__Records provided__:
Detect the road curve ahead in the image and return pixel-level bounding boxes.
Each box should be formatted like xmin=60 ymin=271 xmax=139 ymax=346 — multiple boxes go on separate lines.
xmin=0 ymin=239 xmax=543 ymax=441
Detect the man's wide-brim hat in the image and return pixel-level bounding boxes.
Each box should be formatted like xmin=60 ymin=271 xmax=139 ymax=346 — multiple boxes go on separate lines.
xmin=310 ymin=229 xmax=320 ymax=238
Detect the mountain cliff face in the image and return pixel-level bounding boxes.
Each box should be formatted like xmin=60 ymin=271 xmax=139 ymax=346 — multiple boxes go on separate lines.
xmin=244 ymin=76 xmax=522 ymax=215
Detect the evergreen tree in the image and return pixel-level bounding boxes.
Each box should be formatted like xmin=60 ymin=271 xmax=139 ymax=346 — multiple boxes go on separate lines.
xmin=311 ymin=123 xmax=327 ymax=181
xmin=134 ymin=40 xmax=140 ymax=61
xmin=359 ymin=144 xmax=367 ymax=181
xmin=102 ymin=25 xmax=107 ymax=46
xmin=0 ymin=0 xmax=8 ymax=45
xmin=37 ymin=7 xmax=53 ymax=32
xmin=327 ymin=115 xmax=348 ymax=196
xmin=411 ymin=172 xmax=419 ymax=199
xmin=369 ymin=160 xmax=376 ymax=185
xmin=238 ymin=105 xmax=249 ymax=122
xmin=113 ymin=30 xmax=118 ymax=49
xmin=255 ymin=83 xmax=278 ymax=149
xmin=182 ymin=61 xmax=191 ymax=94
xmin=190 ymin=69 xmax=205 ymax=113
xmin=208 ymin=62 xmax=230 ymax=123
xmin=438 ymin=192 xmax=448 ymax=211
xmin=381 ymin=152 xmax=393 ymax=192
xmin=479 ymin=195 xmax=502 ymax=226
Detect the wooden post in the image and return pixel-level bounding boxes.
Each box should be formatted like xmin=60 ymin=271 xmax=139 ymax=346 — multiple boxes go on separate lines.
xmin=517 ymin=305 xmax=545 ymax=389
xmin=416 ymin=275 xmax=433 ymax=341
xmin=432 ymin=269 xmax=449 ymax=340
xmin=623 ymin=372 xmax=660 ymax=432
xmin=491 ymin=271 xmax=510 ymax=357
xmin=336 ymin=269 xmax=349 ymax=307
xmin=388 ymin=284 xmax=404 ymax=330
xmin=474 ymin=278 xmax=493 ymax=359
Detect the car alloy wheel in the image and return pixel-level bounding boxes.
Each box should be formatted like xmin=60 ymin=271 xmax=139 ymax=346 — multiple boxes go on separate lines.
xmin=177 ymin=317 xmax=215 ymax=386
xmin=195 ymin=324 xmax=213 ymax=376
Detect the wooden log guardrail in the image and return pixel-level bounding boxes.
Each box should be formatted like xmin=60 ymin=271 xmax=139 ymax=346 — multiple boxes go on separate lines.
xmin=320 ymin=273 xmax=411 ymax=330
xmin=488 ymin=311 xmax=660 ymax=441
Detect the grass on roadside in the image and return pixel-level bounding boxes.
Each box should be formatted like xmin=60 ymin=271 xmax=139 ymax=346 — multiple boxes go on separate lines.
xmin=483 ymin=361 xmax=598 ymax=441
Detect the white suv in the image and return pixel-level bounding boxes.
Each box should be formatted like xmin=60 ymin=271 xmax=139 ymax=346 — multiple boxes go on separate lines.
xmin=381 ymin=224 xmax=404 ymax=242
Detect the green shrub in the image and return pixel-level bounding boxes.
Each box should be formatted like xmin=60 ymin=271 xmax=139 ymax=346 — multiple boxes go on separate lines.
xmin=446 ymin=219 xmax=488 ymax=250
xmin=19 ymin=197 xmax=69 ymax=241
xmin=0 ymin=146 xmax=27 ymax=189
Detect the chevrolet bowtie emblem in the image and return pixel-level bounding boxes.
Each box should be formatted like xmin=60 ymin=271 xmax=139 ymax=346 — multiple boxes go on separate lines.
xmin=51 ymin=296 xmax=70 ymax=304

__Activity__: Without altering a single character, write out every record above.

__Completed task__:
Detect the road curve ahead in the image and return pixel-level bounding boxes.
Each box should be formatted like xmin=60 ymin=271 xmax=139 ymax=346 — multiple boxes go on separate lines.
xmin=0 ymin=239 xmax=543 ymax=441
Detect the man's wide-brim hat in the image and return pixel-level bounding boxes.
Each box should be formatted like xmin=60 ymin=271 xmax=139 ymax=346 — multiple boxes go on separate lines.
xmin=310 ymin=229 xmax=320 ymax=238
Detect the mountain cliff face in the image and return pixel-level bounding boxes.
Each box should be formatted like xmin=60 ymin=271 xmax=139 ymax=346 — multiple boxes go on separate lines.
xmin=244 ymin=76 xmax=522 ymax=215
Detect the evergreen tree in the image and return pixel-level bounding boxes.
Each box should be formatted like xmin=60 ymin=271 xmax=139 ymax=346 — multiple boxes go on separate lines.
xmin=311 ymin=123 xmax=327 ymax=181
xmin=134 ymin=40 xmax=140 ymax=61
xmin=359 ymin=144 xmax=367 ymax=181
xmin=102 ymin=25 xmax=107 ymax=46
xmin=0 ymin=0 xmax=8 ymax=45
xmin=37 ymin=7 xmax=53 ymax=32
xmin=327 ymin=115 xmax=348 ymax=196
xmin=411 ymin=172 xmax=419 ymax=199
xmin=369 ymin=160 xmax=376 ymax=185
xmin=238 ymin=105 xmax=249 ymax=122
xmin=113 ymin=30 xmax=118 ymax=49
xmin=255 ymin=83 xmax=278 ymax=149
xmin=182 ymin=61 xmax=191 ymax=94
xmin=190 ymin=69 xmax=205 ymax=113
xmin=208 ymin=62 xmax=230 ymax=123
xmin=438 ymin=192 xmax=448 ymax=211
xmin=381 ymin=152 xmax=393 ymax=192
xmin=479 ymin=195 xmax=502 ymax=226
Detect the wooden post in the image and return pixel-level bounding boxes.
Each box should be formatted like xmin=60 ymin=271 xmax=139 ymax=346 — multiple boxes go on separate lines.
xmin=517 ymin=305 xmax=545 ymax=389
xmin=416 ymin=275 xmax=433 ymax=341
xmin=432 ymin=269 xmax=449 ymax=340
xmin=623 ymin=372 xmax=660 ymax=432
xmin=491 ymin=271 xmax=510 ymax=357
xmin=336 ymin=269 xmax=349 ymax=307
xmin=388 ymin=284 xmax=404 ymax=330
xmin=474 ymin=278 xmax=493 ymax=359
Detect the car alloy wheel in the image and return pixel-level bounding boxes.
Each box should be formatted like xmin=60 ymin=271 xmax=139 ymax=346 — multiple boxes go on separate lines.
xmin=177 ymin=317 xmax=215 ymax=386
xmin=195 ymin=324 xmax=213 ymax=376
Detect the wooden log guardrail in the image and return pixel-level bounding boxes.
Each box should be formatted like xmin=60 ymin=271 xmax=139 ymax=346 — multiple boxes go on separate lines.
xmin=320 ymin=273 xmax=411 ymax=330
xmin=488 ymin=311 xmax=660 ymax=441
Detect the grass on roadside in the image and return pixel-level bounding boxes.
Each box should be formatted like xmin=60 ymin=271 xmax=139 ymax=346 — multiple boxes go on separate lines.
xmin=483 ymin=361 xmax=598 ymax=441
Detect the white suv in the image and return pixel-level bounding boxes.
Each box should be formatted like xmin=60 ymin=271 xmax=139 ymax=346 — multiple boxes go on separate lines.
xmin=381 ymin=224 xmax=404 ymax=242
Detect the green shrub in the image and return pixel-level bounding boxes.
Each box should be formatted like xmin=60 ymin=271 xmax=139 ymax=346 — multiple boxes go on separate lines.
xmin=446 ymin=219 xmax=488 ymax=250
xmin=19 ymin=197 xmax=69 ymax=241
xmin=0 ymin=146 xmax=27 ymax=189
Detect the chevrolet bowtie emblem in the image and return pixel-level bounding boxes.
Each box should be formatted like xmin=60 ymin=271 xmax=139 ymax=346 — multiple boxes go on separate lines.
xmin=51 ymin=296 xmax=70 ymax=304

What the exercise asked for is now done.